**Em que consiste:**
Imprima, tal como aparece, todo o trecho da entrevista sobre a Imprensa Nacional de Cabo Verde que vai desde "A Imprensa Nacional de Cabo Verde (INCV)" até "no panorama nacional?".

**Texto extraído:**
┌──

"A produção dos documentos oficiais de segurança é uma questão de soberania"

PorExpresso das Ilhas,24 set 2018 7:07

A 24 de Agosto, a Imprensa Nacional de Cabo Verde completou 176 anos de existência. O novo Presidente do Conselho de Administração, Miguel Ho Chi Minh Semedo, recebeu o Expresso das Ilhas para uma entrevista sobre os novos desafios, num contexto em um terço dos trabalhadores foram para a reforma antecipada e a empresa se prepara para edificar uma gráfica de segurança.

A Imprensa Nacional de Cabo Verde (INCV) completou, no passado dia 24 de Agosto, 176 anos de existência. Estamos perante uma das instituições de referência no panorama nacional?

De facto, a INCV é uma das instituições de referência e uma das mais antigas de Cabo Verde, que conta com 176 anos de atividade ininterrupta. A origem da Imprensa em Cabo Verde remonta precisamente o ano de 1842, com a instalação da Typographia Nacional na ilha da Boa Vista e a publicação do primeiro Boletim Oficial do Governo Geral de Cabo Verde, posto a circular numa quarta-feira, dia 24 de agosto de 1842. Inicialmente, o Boletim Oficial era o veículo de publicação não só de diplomas legais, mas funcionava também como um autêntico jornal, contendo sínteses de notícias de diversas publicações nacionais e produções literárias de autores cabo-verdianos ou residentes em Cabo Verde, bem como as notícias vindas do estrangeiro, chegadas ao arquipélago “pela última embarcação”. A INCV, ao longo dos anos, passou por várias transformações e reestruturações, mas nunca deixou de publicar regularmente o jornal oficial de Cabo Verde, que leva ao conhecimento dos cidadãos as leis e os demais atos legislativos da República. Neste sentido, a INCV não só é uma das instituições mais antigas do país, como também uma das mais importantes, por desempenhar uma função nuclear na materialização diária de um Estado de Direito Democrático.

O que marca o 176º aniversário da INCV?

A empresa passa por uma fase de reestruturação organizacional e de desenvolvimento empresarial, sob a gestão de um novo Conselho de Administração, empossado no início do mês de Julho, e viu recentemente concluído um longo e difícil processo de reforma antecipada de cerca de um terço dos seus trabalhadores. O 176º aniversário da INCV está particularmente recheado de simbolismo, na medida em foi o último que muitos trabalhadores comemoraram no ativo. A data serviu para assinalar a conclusão de uma longa, intensa e rica jornada de trabalho para alguns dos membros da família INCV. Os 176 anos representam também um ponto de viragem, o início de um novo ciclo, em que, para além da edição e publicação do Boletim Oficial, a INCV prepara-se para passar a prestar um outro serviço essencial ao país, que é a produção dos documentos oficiais de segurança, nomeadamente o passaporte e o cartão nacional de identificação. Portanto, a edificação de uma gráfica de segurança representa hoje o grande desafio que a INCV tem pela frente.

└──

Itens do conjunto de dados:
┌──

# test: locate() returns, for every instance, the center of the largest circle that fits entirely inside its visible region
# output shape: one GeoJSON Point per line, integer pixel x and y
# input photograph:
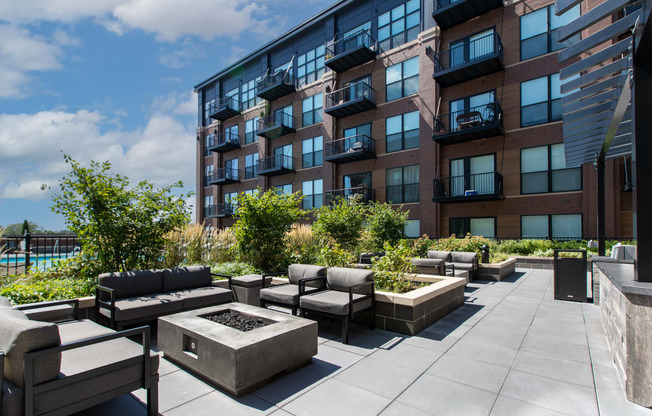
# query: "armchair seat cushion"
{"type": "Point", "coordinates": [144, 306]}
{"type": "Point", "coordinates": [333, 302]}
{"type": "Point", "coordinates": [202, 296]}
{"type": "Point", "coordinates": [285, 294]}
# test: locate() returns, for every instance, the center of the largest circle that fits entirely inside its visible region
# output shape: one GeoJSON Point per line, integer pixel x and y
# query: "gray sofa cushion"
{"type": "Point", "coordinates": [341, 278]}
{"type": "Point", "coordinates": [443, 255]}
{"type": "Point", "coordinates": [285, 294]}
{"type": "Point", "coordinates": [304, 271]}
{"type": "Point", "coordinates": [202, 296]}
{"type": "Point", "coordinates": [334, 302]}
{"type": "Point", "coordinates": [19, 336]}
{"type": "Point", "coordinates": [181, 278]}
{"type": "Point", "coordinates": [144, 307]}
{"type": "Point", "coordinates": [130, 284]}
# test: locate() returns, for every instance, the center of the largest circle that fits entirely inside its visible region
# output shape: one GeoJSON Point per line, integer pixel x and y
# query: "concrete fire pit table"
{"type": "Point", "coordinates": [237, 361]}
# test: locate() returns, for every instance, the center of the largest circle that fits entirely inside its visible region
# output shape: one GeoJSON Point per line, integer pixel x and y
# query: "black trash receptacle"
{"type": "Point", "coordinates": [570, 276]}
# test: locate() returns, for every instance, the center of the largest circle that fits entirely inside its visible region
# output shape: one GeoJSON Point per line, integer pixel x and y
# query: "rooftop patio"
{"type": "Point", "coordinates": [510, 350]}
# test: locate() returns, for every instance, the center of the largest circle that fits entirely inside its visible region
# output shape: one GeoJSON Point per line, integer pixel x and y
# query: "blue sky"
{"type": "Point", "coordinates": [112, 80]}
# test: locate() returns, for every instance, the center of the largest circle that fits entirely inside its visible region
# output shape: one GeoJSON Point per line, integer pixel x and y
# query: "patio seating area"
{"type": "Point", "coordinates": [509, 350]}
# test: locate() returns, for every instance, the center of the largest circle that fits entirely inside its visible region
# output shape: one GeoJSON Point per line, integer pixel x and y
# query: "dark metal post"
{"type": "Point", "coordinates": [601, 207]}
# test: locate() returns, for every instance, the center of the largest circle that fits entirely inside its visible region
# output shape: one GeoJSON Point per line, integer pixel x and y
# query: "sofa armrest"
{"type": "Point", "coordinates": [30, 389]}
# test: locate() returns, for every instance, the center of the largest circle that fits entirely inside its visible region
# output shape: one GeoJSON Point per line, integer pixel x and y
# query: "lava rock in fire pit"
{"type": "Point", "coordinates": [238, 320]}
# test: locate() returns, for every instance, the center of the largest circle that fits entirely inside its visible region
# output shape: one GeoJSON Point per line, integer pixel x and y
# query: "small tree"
{"type": "Point", "coordinates": [123, 227]}
{"type": "Point", "coordinates": [263, 219]}
{"type": "Point", "coordinates": [385, 224]}
{"type": "Point", "coordinates": [342, 222]}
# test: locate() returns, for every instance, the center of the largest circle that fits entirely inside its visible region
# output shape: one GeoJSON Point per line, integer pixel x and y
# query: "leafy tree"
{"type": "Point", "coordinates": [342, 222]}
{"type": "Point", "coordinates": [385, 224]}
{"type": "Point", "coordinates": [263, 219]}
{"type": "Point", "coordinates": [120, 226]}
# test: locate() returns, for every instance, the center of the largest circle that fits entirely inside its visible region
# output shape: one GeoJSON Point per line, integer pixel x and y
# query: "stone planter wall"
{"type": "Point", "coordinates": [412, 312]}
{"type": "Point", "coordinates": [496, 271]}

└──

**A resposta:**
A Imprensa Nacional de Cabo Verde (INCV) completou, no passado dia 24 de Agosto, 176 anos de existência. Estamos perante uma das instituições de referência no panorama nacional?